_ACTIVITY_:
Reproduce the part of the article on the Parkinson's blood test that runs from "Early detection of" up to and including "through clinical biomarkers.".

Early detection of Parkinson's could help doctors decide on treatment options or improve disease management. But often people get a neurological examination after symptoms appear, when vital brain cells have already been destroyed. Now a game-changing blood test is being developed to give doctors a reliable method to detect the disease earlier through clinical biomarkers.
The test is being developed at La Trobe University in Melbourne, Australia, to reveal abnormal metabolism of blood cells in people with Parkinson's. So far it has been trialed on a total of 38 people, 29 with Parkinson's and nine in a control group. Professor of Microbiology Paul Fisher at La Trobe has reported that the tests have proven very reliable.
The development of the blood test is the culmination of recent discoveries on the mechanisms of the disease. Scientists believe that neurodegenerative diseases like Parkinson's and Alzheimer's involve malfunction of cell mitochondria, the cells' energy factories. About 10 years ago, Fisher and his lab team discovered that symptoms in conditions linked to defective mitochondria could be caused by an "always on" alarm system in the cells.
The discovery revealed that these diseases were connected to a signalling disorder and not an energy insufficiency, as previously thought. Fisher and his team demonstrated this process and showed that in the case of Parkinson's, the patient's cells become hyperactive, leading to an increase of the production of toxic oxygen by-products. Over time, these damage vital cells in the brain.
The researchers say that the development of the blood test may allow doctors to reliably detect the abnormal metabolism of blood cells in people suffering from Parkinson's, allowing treatment options to be provided much earlier. It could also lead to detection tools for other neuro-degenerative disorders, such as Alzheimer's.
La Trobe has now received $640,000 in funding from the Michael J. Fox Foundation for Parkinson's Research and its funding partner, Shake It Up Australia Foundation, to extend the study. Upon completion of the next stage in development, the study sample will include a total of 100 subjects, 70 with Parkinson's and a control group of 30.
Further study of the differences in blood cells from Parkinson's patients and healthy control groups could result in a better understanding of the disease's underlying mechanisms.
The team estimates that the diagnostic blood test could be available within the next five years if additional funding to speed up its development is secured.

[Records from a dataset]
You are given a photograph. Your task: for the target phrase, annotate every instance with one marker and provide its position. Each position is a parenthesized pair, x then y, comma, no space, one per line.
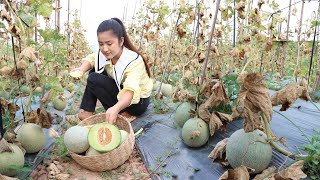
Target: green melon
(31,137)
(59,103)
(182,113)
(70,87)
(104,137)
(166,90)
(38,89)
(76,139)
(249,149)
(124,135)
(25,90)
(4,94)
(195,132)
(10,162)
(92,152)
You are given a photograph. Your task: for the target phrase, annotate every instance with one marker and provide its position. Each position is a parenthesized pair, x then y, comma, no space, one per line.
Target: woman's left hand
(112,115)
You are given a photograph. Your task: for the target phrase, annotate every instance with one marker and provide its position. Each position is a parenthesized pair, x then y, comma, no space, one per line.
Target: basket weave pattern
(109,160)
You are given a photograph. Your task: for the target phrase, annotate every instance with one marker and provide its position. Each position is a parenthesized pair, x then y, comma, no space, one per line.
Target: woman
(120,78)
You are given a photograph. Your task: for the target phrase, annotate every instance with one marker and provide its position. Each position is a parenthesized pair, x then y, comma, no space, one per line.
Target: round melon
(182,113)
(38,89)
(92,152)
(59,103)
(31,137)
(249,149)
(156,85)
(25,90)
(104,137)
(70,87)
(4,94)
(76,139)
(195,132)
(166,90)
(124,135)
(11,159)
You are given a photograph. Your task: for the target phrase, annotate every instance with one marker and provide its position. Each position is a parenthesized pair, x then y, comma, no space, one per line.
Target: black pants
(104,88)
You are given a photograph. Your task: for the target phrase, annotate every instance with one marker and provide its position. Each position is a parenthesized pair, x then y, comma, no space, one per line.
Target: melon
(104,137)
(195,132)
(156,85)
(70,87)
(31,137)
(182,113)
(124,135)
(76,139)
(59,103)
(166,90)
(249,149)
(92,152)
(11,161)
(25,90)
(38,89)
(4,94)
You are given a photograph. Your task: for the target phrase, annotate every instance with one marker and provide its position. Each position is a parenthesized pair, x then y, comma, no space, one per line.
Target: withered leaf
(288,95)
(253,99)
(267,174)
(293,172)
(219,149)
(240,173)
(29,53)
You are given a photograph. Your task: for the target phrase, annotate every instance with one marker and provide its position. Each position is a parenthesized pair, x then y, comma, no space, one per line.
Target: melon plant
(10,162)
(182,113)
(4,94)
(25,90)
(104,137)
(124,135)
(195,132)
(92,152)
(76,139)
(166,90)
(249,149)
(59,103)
(31,137)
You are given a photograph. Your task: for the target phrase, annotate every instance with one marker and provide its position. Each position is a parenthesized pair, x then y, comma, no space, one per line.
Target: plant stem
(168,54)
(276,146)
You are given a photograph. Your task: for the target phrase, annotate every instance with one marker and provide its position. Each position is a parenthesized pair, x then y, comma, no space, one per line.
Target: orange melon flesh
(104,137)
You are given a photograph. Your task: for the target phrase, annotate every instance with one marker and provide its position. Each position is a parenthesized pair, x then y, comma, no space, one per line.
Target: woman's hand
(112,114)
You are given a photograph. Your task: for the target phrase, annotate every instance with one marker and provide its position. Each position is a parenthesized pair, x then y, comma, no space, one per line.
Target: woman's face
(109,45)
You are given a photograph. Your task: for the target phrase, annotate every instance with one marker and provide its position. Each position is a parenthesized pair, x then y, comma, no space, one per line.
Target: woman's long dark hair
(119,30)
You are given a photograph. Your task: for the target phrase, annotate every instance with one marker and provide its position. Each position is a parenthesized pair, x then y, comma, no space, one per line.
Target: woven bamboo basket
(109,160)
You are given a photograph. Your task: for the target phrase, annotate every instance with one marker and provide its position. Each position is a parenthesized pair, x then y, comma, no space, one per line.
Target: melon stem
(272,143)
(4,146)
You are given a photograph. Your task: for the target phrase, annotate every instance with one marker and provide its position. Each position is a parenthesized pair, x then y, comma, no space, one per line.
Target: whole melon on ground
(9,159)
(182,113)
(92,152)
(4,94)
(249,149)
(166,90)
(31,137)
(124,135)
(104,137)
(195,132)
(59,103)
(25,90)
(76,139)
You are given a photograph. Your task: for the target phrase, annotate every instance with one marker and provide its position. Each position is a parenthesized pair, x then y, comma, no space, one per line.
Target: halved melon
(104,137)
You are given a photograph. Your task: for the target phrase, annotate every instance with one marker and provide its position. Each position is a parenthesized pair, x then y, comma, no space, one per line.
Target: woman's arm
(124,101)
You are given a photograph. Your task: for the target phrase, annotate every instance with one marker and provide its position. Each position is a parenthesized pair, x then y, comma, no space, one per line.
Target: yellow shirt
(134,78)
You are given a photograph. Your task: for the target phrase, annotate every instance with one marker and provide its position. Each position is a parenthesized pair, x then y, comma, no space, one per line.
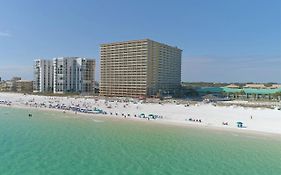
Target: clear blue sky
(222,40)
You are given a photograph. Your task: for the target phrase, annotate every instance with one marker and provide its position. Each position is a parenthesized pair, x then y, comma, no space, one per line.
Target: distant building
(256,86)
(43,76)
(24,86)
(73,75)
(139,68)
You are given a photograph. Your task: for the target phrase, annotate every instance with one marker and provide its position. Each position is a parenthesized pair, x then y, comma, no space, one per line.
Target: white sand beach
(254,119)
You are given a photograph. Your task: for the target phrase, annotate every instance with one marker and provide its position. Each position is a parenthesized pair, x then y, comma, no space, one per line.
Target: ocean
(55,143)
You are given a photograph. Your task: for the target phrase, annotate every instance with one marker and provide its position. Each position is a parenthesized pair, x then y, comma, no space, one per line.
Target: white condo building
(43,75)
(73,74)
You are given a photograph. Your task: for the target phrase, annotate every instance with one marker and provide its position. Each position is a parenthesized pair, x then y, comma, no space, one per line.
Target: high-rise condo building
(139,68)
(73,74)
(43,75)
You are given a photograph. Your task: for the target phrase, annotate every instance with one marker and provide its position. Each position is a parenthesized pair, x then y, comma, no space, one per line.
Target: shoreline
(267,121)
(173,123)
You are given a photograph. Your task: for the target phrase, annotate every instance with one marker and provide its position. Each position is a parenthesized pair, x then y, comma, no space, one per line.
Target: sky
(222,40)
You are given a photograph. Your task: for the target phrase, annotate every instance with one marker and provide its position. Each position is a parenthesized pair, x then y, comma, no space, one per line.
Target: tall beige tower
(139,68)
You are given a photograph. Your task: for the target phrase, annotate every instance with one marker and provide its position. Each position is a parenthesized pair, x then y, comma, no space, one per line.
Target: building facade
(43,76)
(24,86)
(139,68)
(73,75)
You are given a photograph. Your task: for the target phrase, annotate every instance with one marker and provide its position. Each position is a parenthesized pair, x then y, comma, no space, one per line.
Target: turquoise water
(54,143)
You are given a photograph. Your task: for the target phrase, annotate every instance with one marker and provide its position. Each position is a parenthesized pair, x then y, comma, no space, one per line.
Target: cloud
(5,34)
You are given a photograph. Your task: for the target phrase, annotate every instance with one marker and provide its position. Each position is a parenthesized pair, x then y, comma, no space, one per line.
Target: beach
(197,114)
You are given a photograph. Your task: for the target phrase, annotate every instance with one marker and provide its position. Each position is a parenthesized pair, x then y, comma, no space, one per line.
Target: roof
(275,86)
(232,86)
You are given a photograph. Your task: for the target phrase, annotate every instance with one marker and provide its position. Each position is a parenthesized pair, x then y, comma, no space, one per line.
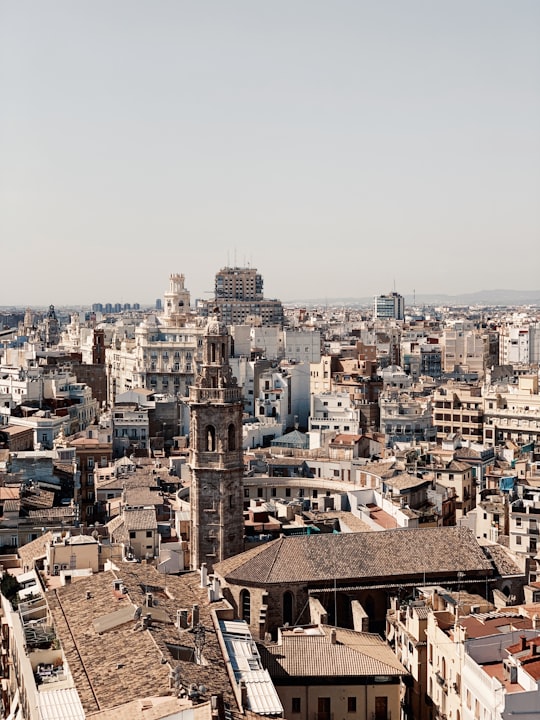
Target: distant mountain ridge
(481,297)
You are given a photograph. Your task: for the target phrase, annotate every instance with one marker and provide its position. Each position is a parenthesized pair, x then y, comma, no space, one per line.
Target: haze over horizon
(343,149)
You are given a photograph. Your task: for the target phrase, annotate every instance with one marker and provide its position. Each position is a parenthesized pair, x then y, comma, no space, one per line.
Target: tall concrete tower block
(216,458)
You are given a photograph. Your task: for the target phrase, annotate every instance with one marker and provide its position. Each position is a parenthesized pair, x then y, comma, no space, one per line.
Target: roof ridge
(276,554)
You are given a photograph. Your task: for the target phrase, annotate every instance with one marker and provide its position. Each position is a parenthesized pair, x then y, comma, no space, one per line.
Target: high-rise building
(216,459)
(389,307)
(239,297)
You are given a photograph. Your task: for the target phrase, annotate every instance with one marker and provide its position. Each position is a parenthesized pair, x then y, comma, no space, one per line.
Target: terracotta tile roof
(493,623)
(457,466)
(144,519)
(356,556)
(30,552)
(12,506)
(353,655)
(404,481)
(54,512)
(502,560)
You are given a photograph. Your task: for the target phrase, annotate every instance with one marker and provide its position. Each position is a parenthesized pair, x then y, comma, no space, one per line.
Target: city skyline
(342,151)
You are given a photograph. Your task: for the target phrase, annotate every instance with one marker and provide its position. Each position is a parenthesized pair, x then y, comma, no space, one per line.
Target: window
(231,437)
(210,438)
(288,603)
(245,605)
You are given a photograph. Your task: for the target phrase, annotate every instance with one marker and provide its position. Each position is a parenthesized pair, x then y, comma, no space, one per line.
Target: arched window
(245,606)
(288,599)
(210,438)
(231,439)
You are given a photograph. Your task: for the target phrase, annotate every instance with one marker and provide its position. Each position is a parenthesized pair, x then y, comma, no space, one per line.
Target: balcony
(441,681)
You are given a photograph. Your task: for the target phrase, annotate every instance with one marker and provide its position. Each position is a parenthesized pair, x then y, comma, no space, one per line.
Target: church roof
(398,553)
(353,654)
(294,439)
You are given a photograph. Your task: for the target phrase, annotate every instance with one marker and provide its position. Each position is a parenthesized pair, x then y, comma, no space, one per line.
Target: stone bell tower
(216,458)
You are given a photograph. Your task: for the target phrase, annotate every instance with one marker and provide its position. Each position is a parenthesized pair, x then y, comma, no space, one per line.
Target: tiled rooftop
(356,556)
(354,654)
(124,661)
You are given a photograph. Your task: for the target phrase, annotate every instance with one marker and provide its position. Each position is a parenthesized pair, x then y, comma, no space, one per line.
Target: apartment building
(389,307)
(164,352)
(239,298)
(458,408)
(334,412)
(512,411)
(405,418)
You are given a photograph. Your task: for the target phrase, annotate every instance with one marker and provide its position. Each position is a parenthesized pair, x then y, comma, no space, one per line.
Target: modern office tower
(389,307)
(239,297)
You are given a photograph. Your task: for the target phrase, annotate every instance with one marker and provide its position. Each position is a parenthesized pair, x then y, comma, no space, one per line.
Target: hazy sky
(339,147)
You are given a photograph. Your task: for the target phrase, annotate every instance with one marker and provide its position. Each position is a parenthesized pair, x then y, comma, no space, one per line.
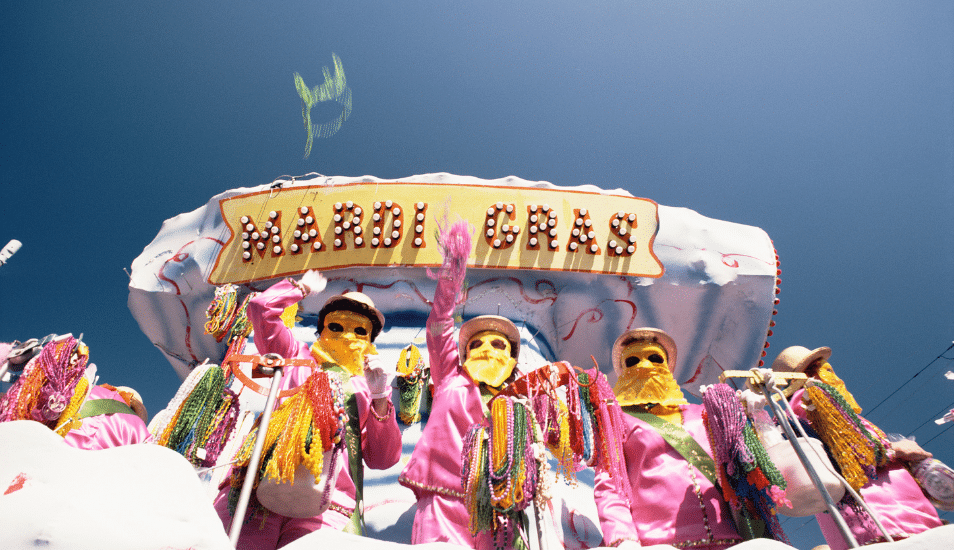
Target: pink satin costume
(380,439)
(674,503)
(433,472)
(894,496)
(105,431)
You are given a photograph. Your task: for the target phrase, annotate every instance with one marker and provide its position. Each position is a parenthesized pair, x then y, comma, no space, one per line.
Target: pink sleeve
(264,312)
(380,439)
(108,431)
(616,517)
(798,404)
(441,347)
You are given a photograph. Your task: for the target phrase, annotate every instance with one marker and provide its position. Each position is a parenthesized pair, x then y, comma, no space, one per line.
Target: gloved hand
(313,281)
(378,376)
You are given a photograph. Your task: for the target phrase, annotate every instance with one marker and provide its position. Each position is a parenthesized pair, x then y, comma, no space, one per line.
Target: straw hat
(642,334)
(356,302)
(489,322)
(135,402)
(798,358)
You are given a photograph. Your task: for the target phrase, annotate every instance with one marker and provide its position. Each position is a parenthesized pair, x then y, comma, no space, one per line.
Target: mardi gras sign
(573,267)
(394,224)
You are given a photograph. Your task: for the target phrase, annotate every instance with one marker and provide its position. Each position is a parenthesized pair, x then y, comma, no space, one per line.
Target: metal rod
(239,518)
(829,503)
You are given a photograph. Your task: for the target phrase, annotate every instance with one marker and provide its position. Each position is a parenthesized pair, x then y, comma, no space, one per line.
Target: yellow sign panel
(287,231)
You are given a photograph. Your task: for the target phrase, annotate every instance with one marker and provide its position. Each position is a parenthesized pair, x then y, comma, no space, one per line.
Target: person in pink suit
(347,327)
(893,495)
(490,346)
(674,500)
(110,417)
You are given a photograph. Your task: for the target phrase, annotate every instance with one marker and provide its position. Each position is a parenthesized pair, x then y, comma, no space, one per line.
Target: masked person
(894,496)
(347,327)
(466,374)
(668,458)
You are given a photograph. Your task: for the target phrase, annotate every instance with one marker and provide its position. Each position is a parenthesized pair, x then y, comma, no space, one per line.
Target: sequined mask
(645,378)
(488,358)
(345,340)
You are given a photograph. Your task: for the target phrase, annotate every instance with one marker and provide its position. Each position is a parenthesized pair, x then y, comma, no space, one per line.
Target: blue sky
(831,127)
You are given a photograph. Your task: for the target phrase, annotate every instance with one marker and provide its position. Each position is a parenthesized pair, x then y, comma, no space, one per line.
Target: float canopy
(574,266)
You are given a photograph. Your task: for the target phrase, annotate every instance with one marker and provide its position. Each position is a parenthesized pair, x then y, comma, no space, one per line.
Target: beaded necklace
(301,430)
(750,482)
(412,379)
(206,412)
(221,312)
(68,420)
(504,459)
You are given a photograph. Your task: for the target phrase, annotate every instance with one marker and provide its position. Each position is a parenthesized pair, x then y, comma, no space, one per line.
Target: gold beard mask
(345,340)
(827,375)
(488,358)
(645,378)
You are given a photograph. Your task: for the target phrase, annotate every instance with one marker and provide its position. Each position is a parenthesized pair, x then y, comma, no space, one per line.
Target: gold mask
(488,358)
(345,340)
(645,378)
(827,375)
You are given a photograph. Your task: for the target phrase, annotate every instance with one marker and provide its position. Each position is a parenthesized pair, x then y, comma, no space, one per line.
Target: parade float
(573,267)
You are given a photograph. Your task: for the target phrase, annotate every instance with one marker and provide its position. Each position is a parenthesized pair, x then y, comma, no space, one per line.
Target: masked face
(826,374)
(488,358)
(645,377)
(345,340)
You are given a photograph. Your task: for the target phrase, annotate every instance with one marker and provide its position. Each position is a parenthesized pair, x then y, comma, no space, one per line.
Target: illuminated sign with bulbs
(288,231)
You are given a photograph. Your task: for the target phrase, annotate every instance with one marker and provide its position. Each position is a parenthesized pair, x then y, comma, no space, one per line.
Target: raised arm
(455,243)
(264,312)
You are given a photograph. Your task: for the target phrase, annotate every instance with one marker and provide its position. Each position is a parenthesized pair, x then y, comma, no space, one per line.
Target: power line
(938,435)
(940,356)
(934,416)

_REPLY TO THE EXERCISE_:
Early detection of Parkinson's could help doctors decide on treatment options or improve disease management. But often people get a neurological examination after symptoms appear, when vital brain cells have already been destroyed. Now a game-changing blood test is being developed to give doctors a reliable method to detect the disease earlier through clinical biomarkers.